(WORK TO BE COMPLETED) Filter the listing and keep only the lines with the word "positive".

(DATA FOR THE TASK)

-- Opening Marker --

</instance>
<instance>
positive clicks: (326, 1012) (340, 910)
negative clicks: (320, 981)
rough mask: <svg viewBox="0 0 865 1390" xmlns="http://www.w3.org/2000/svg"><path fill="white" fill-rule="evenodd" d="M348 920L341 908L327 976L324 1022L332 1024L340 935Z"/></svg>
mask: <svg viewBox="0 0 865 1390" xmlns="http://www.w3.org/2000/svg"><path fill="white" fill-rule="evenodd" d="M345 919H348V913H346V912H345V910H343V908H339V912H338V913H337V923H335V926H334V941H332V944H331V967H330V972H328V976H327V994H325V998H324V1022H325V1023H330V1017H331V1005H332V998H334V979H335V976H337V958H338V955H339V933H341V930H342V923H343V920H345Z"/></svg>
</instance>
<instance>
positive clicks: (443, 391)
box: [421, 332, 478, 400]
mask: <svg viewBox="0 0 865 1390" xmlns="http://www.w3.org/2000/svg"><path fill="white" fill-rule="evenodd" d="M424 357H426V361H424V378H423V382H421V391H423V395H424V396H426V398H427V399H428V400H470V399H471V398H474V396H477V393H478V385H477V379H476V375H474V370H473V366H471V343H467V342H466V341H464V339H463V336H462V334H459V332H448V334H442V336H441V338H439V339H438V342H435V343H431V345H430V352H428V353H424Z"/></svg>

-- Closing Marker --

(ANSWER FOR THE TASK)
positive clicks: (326, 1012) (340, 910)
positive clicks: (443, 391)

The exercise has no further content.